Source data start

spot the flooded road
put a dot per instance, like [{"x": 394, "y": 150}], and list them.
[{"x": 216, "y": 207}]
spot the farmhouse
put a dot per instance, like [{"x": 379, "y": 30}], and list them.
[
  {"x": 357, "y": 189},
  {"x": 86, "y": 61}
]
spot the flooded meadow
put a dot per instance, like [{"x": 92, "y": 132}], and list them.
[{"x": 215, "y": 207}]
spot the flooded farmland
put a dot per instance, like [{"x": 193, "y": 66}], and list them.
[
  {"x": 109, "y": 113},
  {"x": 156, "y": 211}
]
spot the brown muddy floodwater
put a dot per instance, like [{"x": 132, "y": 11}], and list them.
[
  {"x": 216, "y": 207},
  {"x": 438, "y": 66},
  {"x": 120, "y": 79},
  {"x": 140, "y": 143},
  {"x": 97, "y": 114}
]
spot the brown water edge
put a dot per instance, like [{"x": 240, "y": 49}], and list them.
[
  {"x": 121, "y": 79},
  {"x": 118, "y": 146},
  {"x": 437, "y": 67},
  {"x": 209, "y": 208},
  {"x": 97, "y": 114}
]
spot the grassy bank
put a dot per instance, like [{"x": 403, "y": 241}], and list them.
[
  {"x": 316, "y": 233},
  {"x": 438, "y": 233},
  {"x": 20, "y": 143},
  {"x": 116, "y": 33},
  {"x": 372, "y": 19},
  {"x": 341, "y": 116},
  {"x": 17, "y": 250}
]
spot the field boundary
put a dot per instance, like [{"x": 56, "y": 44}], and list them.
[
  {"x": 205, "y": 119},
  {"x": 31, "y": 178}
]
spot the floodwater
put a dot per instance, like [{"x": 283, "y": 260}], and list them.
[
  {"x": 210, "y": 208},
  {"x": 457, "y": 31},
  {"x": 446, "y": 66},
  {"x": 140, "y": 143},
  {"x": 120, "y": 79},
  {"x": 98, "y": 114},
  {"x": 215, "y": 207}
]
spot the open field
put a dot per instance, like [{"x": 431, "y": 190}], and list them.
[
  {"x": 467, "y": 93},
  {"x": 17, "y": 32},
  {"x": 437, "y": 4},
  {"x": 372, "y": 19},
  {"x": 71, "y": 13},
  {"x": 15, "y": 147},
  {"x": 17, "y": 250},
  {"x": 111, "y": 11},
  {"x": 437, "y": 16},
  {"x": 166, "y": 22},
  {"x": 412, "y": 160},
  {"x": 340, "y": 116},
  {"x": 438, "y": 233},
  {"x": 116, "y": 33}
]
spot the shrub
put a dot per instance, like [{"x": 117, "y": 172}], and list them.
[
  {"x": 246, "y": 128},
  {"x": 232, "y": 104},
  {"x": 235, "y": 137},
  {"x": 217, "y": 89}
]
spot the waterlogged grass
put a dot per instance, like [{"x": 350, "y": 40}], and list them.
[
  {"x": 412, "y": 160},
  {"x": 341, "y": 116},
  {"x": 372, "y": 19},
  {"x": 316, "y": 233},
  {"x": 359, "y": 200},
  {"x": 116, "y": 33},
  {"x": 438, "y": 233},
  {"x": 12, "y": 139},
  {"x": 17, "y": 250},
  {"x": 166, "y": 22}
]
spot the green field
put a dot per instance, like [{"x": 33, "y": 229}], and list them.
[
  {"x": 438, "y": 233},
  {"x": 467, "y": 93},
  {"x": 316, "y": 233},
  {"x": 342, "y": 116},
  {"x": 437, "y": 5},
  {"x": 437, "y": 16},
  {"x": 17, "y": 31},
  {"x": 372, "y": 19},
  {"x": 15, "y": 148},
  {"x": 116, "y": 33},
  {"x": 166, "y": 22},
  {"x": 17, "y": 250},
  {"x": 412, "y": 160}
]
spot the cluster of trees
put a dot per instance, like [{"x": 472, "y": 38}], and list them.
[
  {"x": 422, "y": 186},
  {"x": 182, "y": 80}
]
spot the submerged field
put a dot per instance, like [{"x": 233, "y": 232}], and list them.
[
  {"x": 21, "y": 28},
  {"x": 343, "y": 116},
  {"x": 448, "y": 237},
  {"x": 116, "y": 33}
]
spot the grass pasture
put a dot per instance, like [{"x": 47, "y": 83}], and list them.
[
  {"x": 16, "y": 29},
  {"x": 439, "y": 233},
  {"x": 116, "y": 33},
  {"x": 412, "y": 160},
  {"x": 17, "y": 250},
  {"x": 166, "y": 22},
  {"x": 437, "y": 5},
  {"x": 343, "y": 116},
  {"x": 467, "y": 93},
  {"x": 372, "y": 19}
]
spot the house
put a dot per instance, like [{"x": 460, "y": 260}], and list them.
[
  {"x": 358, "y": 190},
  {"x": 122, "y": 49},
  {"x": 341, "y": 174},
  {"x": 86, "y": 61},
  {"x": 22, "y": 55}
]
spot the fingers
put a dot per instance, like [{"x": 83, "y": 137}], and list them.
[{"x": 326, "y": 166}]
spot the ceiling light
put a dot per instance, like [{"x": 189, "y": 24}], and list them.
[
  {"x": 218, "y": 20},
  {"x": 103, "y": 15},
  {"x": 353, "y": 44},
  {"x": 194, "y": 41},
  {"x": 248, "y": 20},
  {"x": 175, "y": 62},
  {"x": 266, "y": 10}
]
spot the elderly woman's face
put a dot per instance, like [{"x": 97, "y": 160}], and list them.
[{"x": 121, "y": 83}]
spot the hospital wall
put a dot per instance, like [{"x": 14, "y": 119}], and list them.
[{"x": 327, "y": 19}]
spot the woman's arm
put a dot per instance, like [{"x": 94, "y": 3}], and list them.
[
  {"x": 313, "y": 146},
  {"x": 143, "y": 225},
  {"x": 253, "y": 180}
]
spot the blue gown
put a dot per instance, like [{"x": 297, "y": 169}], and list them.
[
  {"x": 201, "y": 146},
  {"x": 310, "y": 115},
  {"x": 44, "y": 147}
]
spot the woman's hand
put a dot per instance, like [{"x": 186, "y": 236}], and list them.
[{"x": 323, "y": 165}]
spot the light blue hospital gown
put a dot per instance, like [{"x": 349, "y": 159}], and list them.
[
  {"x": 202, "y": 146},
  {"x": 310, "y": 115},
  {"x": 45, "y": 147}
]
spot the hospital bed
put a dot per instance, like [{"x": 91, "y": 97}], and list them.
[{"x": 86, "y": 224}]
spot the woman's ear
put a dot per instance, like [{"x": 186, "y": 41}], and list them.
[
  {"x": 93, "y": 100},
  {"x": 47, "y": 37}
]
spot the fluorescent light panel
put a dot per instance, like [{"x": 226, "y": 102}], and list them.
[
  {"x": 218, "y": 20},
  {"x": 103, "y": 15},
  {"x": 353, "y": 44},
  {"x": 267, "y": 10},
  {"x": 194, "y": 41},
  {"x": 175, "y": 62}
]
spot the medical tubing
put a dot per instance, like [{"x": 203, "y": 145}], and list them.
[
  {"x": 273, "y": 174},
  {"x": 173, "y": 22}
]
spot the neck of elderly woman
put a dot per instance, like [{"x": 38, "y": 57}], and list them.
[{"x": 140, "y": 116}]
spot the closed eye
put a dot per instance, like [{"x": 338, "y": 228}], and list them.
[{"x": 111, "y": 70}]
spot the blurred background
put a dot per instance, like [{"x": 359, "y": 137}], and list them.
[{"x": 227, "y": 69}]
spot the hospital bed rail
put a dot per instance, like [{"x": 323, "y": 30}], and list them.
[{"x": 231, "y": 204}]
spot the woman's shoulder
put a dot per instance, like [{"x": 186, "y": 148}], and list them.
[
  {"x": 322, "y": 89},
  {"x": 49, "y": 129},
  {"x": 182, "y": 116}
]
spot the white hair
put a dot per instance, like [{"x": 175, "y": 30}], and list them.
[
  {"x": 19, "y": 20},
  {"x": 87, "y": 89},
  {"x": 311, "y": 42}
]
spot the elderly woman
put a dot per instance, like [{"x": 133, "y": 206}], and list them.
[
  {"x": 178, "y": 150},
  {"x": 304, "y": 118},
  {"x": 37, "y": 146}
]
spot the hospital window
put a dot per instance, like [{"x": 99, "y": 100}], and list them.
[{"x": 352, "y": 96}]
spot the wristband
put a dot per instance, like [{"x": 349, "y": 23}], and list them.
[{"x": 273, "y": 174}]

Source data end
Source data start

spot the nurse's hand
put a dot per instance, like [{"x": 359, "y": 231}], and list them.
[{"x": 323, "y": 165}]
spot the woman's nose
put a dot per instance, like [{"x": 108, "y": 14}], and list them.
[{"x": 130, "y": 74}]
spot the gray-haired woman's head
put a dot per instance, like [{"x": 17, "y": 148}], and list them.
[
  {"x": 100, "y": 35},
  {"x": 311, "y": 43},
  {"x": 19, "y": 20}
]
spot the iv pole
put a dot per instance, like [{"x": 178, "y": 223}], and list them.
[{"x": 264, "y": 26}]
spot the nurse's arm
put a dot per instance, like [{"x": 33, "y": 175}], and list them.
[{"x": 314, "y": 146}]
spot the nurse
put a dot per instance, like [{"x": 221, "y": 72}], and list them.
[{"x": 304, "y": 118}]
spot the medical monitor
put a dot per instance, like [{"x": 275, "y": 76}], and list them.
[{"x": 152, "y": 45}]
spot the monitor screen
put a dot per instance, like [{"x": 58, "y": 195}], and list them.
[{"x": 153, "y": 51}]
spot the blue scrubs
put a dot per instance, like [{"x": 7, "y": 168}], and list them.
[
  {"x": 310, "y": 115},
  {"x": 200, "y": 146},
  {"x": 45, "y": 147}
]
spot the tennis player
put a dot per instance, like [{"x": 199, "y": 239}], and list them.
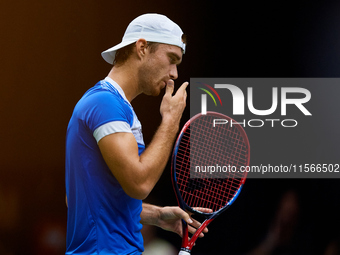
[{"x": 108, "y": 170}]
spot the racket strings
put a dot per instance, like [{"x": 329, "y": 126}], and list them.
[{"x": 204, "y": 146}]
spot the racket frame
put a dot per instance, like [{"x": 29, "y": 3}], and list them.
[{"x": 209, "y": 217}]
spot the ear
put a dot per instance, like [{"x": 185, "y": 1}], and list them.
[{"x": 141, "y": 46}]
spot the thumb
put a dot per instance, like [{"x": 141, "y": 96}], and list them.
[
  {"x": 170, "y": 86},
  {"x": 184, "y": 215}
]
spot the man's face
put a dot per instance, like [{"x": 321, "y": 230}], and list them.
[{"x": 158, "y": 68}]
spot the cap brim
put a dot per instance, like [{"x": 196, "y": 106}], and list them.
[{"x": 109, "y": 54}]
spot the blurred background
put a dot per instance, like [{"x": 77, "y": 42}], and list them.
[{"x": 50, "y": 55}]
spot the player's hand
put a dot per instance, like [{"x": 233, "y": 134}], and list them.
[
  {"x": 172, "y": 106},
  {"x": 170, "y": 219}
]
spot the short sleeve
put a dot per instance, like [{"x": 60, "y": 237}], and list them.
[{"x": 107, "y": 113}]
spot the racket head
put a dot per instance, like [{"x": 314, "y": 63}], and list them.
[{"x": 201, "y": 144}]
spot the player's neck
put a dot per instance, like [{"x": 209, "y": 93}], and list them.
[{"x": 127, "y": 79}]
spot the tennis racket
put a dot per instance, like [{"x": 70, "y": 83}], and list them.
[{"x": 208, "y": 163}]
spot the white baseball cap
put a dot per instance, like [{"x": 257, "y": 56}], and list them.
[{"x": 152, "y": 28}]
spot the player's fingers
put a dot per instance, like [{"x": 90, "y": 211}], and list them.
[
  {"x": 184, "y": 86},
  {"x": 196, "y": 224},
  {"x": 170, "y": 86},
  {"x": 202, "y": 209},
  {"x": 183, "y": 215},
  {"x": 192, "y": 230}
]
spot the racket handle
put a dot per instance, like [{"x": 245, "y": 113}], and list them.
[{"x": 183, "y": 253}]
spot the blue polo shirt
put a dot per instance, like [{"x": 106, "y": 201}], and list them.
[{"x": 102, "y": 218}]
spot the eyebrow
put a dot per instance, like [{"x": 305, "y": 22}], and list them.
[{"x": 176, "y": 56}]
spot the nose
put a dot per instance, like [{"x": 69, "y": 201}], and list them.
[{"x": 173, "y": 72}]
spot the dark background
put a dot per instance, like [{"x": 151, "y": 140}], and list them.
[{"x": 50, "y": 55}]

Source data end

*What you are asked to do*:
Could you gather every line in the entries above that contains the word "hospital" and copy each one out?

*Result for this task*:
spot the hospital wall
spot the light blue hospital gown
spot the hospital bed
spot the hospital bed rail
spot the hospital window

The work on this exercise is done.